Exercise goal => This exercise asks for the entries to be repeated exactly, without their images.

Records to process =>
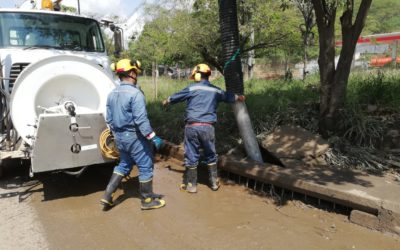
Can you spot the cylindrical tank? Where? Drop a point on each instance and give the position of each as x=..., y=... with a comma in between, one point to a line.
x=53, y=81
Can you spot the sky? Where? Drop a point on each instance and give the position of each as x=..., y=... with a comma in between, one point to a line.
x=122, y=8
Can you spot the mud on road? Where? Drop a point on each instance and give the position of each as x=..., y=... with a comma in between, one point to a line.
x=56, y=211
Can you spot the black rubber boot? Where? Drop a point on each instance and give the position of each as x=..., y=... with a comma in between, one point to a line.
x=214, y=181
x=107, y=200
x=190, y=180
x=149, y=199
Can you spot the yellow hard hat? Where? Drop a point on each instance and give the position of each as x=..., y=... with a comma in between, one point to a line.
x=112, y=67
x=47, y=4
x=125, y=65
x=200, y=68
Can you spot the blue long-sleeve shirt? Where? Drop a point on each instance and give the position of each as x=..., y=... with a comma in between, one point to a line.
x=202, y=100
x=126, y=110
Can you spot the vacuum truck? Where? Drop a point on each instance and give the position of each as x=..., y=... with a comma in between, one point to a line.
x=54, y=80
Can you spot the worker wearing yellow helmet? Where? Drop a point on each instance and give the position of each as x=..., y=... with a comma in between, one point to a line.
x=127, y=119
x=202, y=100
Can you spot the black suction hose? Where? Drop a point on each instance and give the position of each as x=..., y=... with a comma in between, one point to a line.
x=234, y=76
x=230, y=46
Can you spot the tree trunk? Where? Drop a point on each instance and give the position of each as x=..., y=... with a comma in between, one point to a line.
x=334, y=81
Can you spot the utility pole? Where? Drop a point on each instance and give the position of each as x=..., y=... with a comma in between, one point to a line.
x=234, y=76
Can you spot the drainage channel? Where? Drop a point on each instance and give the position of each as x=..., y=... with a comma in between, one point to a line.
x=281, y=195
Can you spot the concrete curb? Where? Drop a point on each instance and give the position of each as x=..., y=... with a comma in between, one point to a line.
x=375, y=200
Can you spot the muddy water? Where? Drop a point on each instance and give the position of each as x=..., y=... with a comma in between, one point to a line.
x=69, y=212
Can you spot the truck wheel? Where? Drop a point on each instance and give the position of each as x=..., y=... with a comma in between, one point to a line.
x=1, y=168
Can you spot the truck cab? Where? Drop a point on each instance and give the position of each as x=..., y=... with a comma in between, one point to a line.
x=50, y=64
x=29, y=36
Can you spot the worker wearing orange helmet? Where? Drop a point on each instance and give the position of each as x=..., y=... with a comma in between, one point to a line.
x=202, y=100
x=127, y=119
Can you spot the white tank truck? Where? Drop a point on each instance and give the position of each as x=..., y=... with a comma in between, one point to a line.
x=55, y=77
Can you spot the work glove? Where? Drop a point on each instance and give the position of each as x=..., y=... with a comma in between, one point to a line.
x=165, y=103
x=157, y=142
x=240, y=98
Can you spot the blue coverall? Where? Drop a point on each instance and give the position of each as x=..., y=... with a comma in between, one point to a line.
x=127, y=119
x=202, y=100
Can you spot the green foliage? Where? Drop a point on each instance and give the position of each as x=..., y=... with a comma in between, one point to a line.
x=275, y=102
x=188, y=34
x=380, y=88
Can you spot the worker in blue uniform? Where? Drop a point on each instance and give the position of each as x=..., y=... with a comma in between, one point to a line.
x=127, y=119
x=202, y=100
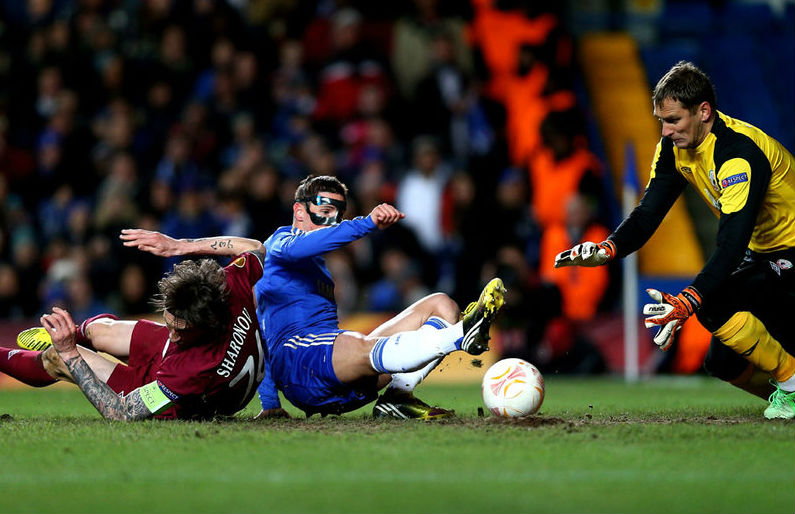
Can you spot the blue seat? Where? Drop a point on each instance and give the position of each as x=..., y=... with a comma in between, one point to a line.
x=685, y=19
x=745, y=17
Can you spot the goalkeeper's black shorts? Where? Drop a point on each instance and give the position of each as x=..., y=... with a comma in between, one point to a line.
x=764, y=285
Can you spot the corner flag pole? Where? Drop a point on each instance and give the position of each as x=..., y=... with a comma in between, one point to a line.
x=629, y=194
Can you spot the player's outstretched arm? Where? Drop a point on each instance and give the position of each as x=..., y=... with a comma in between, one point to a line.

Completed exercise =>
Can you spot the cylindrical tank? Where? Drop a point on each instance and give the position of each as x=..., y=... with a comma in between, one point to a line.
x=53, y=81
Can you spot the sky? Where? Drop a point on each instance and give the position of each as x=..., y=... with a comma in between, one point to a line.
x=122, y=8
Can you spot the mud on road? Where? Drop a point on each instance and give the position of each as x=..., y=... with a comma in between, one point to a line.
x=56, y=211
Can you spot the black rubber boot? Where? Drop a point on each instance and give the position of each as x=..., y=... with a comma in between, one point to a line.
x=214, y=181
x=107, y=200
x=190, y=180
x=149, y=199
Can you spot the yellow hard hat? Where? Drop a point on each instance and give the position of each as x=..., y=... with a comma in between, one point to a line.
x=112, y=67
x=47, y=4
x=125, y=65
x=200, y=68
Can you spot the blue long-sleeve shirt? Where? Drop a point on each instance and give the position of each as x=..., y=... with a comma in between, one point to a line.
x=202, y=100
x=126, y=110
Can you spot the vacuum truck? Where? Drop a point on each instance and give the position of each as x=..., y=... with a comma in between, one point to a line.
x=54, y=80
Can you spot the worker wearing yellow helmet? Where? Drop a point on each instance and give the position of each as x=..., y=... with a comma in between, one point to a line.
x=127, y=119
x=202, y=100
Can you spot the black suction hose? Where? Drop a point on each instance and give the position of each as x=..., y=... with a comma in between, one point to a line.
x=234, y=76
x=230, y=46
Can you spot the tree trunk? Where? Drop a point on each instance and give the position of each as x=..., y=... with a comma in between, one point to a line.
x=334, y=81
Can you spot the utility pole? Where? Drop a point on each instance and give the position of each as x=..., y=... with a comma in between, one point to a line.
x=234, y=76
Can you spot the drainage channel? Where? Drop a point on each instance and give the position of each as x=..., y=... with a comma in between, one point to a line.
x=281, y=195
Can you spot the concrete curb? Where? Drop a point on each instance and give the position of each as x=..., y=... with a comma in between, one point to a line.
x=375, y=200
Can you spot the muddy water? Where? Drop a point on each instance and give the position of each as x=..., y=... with a comma in between, one point to a line.
x=69, y=212
Can you spot the truck wheel? Where? Drop a point on each instance and give the position of each as x=..., y=... with a comma in between, one point to a line.
x=1, y=168
Can you spot the truck cab? Where? Drop a point on each instance and give the position of each as x=..., y=... with a comma in between, one point to a line.
x=50, y=64
x=29, y=36
Can you spot the worker wearing orange helmet? Where? Drop a point on each instance and give the position of each as x=..., y=... with a comma in between, one point to a line.
x=202, y=100
x=127, y=119
Can you spot the white tank truck? Where? Drop a point on each instance and give the position of each as x=..., y=... with a comma in between, one point to a line.
x=55, y=77
Can you spot the work glove? Where? Drop a point on each instance and give the position of each as x=..., y=... with a comma in between, one point to a line.
x=165, y=103
x=157, y=142
x=240, y=98
Can you spot the blue coverall? Where? Drop a point on each instance and give the position of each as x=..., y=... with a comma in between, one point to a line.
x=127, y=119
x=202, y=100
Can you spot the green foliage? Where? Drop a point on each instance and give the position of each as x=..., y=... with a comma in between, one point to a line.
x=275, y=102
x=188, y=34
x=380, y=88
Can you spot the worker in blue uniform? Where? Drop a point on each instance and give the position of each as x=..., y=... with a comma in between, one point to a line.
x=127, y=119
x=202, y=100
Can you spot the blue seat? Where? Drop a point on each instance and give the position of each as x=..., y=... with a comma in between, one point to a line.
x=685, y=19
x=745, y=17
Can you spot the goalkeeper's black shorts? Where? Drop a point on each instance and give the position of each as x=..., y=... with a comma in between, one point to a line.
x=764, y=285
Can you spot the corner flag pole? Where? Drop a point on each instance and give the position of each as x=..., y=... with a comma in between, one point to a line.
x=629, y=194
Can you spot the player's outstretched arm? Where? Drop a point on each instance and give the position of each as x=..., y=... with a comma in between, one point to a line.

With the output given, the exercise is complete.